--- Records provided ---

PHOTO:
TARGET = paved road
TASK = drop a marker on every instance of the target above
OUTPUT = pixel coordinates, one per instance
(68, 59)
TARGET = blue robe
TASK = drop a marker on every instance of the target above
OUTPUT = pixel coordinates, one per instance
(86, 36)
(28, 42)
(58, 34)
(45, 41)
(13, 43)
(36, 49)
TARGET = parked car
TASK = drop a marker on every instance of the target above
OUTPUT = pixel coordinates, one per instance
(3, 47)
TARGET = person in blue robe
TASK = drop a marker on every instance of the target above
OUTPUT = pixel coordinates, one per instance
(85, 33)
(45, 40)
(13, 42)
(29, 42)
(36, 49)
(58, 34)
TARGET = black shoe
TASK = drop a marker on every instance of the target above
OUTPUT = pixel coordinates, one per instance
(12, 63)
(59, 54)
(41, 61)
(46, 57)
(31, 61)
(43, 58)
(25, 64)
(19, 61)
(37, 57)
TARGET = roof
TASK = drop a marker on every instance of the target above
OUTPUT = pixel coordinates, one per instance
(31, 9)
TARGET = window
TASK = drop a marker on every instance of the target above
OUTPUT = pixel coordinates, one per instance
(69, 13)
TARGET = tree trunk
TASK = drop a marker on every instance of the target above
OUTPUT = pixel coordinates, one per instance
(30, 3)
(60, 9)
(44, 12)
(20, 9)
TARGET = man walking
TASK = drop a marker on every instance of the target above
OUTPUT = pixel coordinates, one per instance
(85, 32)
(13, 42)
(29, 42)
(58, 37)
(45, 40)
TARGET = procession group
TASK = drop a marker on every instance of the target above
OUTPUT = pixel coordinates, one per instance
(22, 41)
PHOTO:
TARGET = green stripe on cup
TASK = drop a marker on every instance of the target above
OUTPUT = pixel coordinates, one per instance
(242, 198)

---

* _Task goal_: Please switch "drop a marker" to "place a pin" everywhere it occurs in the material, and write the whole material out again with nothing else altered.

* _The response_:
PHOTO:
TARGET = paved road
TASK = place a pin on every instance of the target above
OUTPUT = pixel coordinates, one per instance
(68, 59)
TARGET = blue robe
TASK = place a pin on every instance of the target above
OUTPUT = pixel coordinates, one per instance
(86, 36)
(28, 42)
(58, 34)
(45, 41)
(13, 43)
(36, 49)
TARGET = parked car
TASK = place a pin on every instance of the target above
OUTPUT = pixel coordinates, one per instance
(3, 47)
TARGET = person in blue robe
TASK = place a pin on every instance of the target above
OUTPUT = pixel coordinates, one per instance
(85, 33)
(45, 40)
(13, 42)
(29, 42)
(36, 49)
(58, 34)
TARGET = black shoe
TASK = place a pin on every instance of the target above
OUTPUT = pixel coordinates, one per instance
(12, 63)
(59, 54)
(41, 61)
(46, 57)
(31, 61)
(43, 58)
(25, 64)
(19, 61)
(37, 57)
TARGET = roof
TASK = place a pin on every instance of the target above
OUTPUT = pixel coordinates, one per instance
(31, 9)
TARGET = window
TASK = place a pin on every instance of the target above
OUTPUT = pixel coordinates, one per instance
(69, 13)
TARGET = tree trunk
TASK = place a pin on every instance of the target above
OUTPUT = pixel coordinates, one per instance
(30, 3)
(60, 9)
(44, 12)
(20, 9)
TARGET = man walking
TASK = place a pin on every instance of the target above
OUTPUT = pixel coordinates, one per instance
(85, 32)
(13, 42)
(29, 42)
(58, 37)
(45, 40)
TARGET = procession group
TASK = place a pin on every instance of the target above
OUTPUT = pixel coordinates, one per instance
(22, 41)
PHOTO:
TARGET = green stripe on cup
TASK = place a pin on every instance of the target above
OUTPUT = pixel coordinates, one per instance
(242, 198)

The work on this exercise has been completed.